» **Provided records**:
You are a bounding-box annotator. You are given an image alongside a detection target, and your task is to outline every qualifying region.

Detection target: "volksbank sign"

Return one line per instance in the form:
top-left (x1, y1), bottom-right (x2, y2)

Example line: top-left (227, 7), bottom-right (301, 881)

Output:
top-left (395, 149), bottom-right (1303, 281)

» **Work order**: Each line above that contains the word "target" must be copied.

» **Problem solution**:
You are a bounding-box annotator. You are given an image alongside a detection target, and your task is to outline every qualifying region.
Detection target: "volksbank sign"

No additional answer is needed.